Coordinate annotation entries:
....
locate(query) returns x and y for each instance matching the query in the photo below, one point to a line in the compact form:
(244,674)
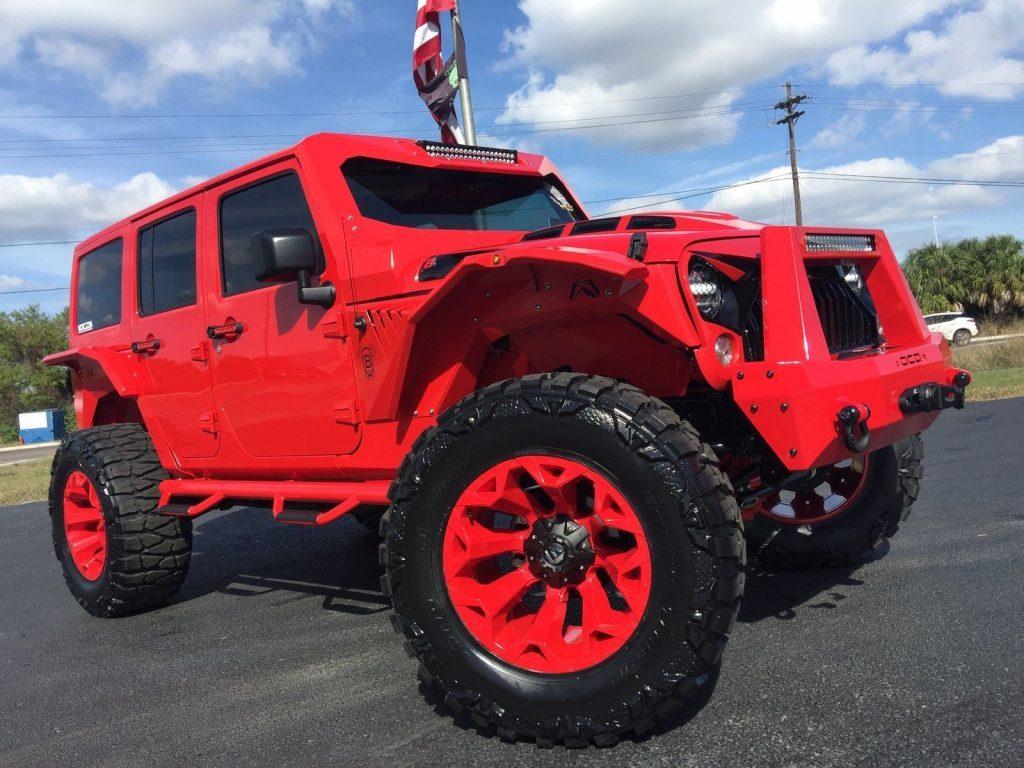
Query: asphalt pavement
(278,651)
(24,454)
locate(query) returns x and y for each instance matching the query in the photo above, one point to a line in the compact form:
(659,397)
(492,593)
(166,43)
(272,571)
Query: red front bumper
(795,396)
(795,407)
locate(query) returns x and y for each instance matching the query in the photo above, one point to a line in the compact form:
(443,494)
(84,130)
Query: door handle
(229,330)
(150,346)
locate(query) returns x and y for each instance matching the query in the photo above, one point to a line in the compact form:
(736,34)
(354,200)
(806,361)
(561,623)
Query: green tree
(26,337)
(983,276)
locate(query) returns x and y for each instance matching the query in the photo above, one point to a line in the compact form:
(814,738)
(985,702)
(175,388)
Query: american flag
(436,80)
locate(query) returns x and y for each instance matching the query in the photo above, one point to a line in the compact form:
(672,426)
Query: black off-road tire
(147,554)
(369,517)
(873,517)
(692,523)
....
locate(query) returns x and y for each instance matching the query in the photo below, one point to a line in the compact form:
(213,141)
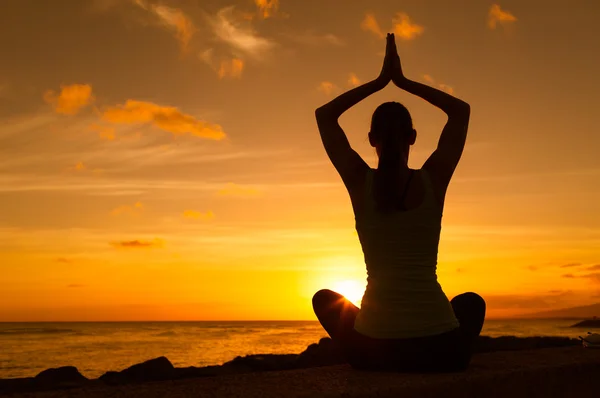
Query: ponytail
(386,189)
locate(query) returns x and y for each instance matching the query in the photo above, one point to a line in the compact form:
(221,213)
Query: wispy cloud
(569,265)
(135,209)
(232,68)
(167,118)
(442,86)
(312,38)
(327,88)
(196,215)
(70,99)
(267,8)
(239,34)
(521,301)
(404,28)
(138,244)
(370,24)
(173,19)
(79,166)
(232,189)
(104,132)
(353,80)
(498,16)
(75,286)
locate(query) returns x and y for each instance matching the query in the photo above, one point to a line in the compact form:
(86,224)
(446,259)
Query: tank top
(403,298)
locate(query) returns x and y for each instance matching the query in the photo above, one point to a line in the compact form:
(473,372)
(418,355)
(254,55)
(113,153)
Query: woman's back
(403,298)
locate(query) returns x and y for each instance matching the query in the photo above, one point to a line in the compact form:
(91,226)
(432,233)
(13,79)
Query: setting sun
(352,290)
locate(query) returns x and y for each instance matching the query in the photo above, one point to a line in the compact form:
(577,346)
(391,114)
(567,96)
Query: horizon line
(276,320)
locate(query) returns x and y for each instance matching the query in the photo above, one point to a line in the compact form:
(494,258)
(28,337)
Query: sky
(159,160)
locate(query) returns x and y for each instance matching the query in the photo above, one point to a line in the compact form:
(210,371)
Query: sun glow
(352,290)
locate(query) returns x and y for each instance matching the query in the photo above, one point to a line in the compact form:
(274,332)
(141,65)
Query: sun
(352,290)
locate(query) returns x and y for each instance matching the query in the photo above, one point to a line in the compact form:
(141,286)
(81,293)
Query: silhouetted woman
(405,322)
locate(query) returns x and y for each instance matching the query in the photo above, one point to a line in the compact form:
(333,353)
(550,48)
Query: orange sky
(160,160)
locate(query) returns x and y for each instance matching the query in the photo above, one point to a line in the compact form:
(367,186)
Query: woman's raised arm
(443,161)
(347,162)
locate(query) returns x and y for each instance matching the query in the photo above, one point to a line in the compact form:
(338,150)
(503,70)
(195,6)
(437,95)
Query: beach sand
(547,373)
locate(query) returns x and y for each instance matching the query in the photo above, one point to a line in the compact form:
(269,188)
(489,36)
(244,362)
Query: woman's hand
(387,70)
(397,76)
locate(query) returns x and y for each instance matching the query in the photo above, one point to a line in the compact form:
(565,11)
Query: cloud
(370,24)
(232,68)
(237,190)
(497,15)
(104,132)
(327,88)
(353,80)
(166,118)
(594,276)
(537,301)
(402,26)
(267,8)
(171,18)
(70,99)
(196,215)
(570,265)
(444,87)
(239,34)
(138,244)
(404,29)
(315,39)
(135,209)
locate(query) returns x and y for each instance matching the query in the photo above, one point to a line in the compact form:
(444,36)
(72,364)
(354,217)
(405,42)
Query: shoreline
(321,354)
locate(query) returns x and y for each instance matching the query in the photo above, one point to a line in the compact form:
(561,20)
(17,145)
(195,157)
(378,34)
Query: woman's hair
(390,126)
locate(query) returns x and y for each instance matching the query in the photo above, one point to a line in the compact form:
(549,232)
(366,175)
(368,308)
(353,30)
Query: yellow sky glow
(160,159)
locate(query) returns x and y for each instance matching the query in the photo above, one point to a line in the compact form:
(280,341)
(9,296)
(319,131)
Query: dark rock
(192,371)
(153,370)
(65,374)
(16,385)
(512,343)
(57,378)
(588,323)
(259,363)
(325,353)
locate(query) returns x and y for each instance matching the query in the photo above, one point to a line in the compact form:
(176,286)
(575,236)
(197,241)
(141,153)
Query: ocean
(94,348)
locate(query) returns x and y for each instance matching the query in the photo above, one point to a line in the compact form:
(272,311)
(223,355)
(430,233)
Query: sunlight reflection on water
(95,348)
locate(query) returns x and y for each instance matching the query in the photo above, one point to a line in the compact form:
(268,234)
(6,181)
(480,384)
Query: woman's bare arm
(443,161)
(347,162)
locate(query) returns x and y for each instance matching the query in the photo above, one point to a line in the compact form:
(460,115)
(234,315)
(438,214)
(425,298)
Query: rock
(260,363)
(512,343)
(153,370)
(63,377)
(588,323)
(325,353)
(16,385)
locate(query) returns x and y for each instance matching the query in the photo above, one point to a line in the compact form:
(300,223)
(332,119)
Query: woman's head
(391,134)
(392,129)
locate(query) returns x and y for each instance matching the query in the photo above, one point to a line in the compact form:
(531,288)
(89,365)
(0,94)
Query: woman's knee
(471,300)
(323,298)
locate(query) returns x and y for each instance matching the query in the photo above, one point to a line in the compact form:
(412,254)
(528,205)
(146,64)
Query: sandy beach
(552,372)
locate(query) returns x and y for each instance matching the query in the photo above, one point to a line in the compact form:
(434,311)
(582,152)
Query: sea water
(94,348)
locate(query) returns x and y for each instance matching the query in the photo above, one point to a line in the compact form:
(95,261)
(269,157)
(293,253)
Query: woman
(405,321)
....
_REQUIREMENTS_. Which lines in the entries above contain the word "woman"? Pick out each of them and copy it.

_OUTPUT BELOW_.
Query: woman's back
Query: silhouetted woman
Query: woman's raised arm
Query: woman's hand
Query: woman's hair
Query: woman's bare arm
Query: woman's head
Query: woman's knee
Query: woman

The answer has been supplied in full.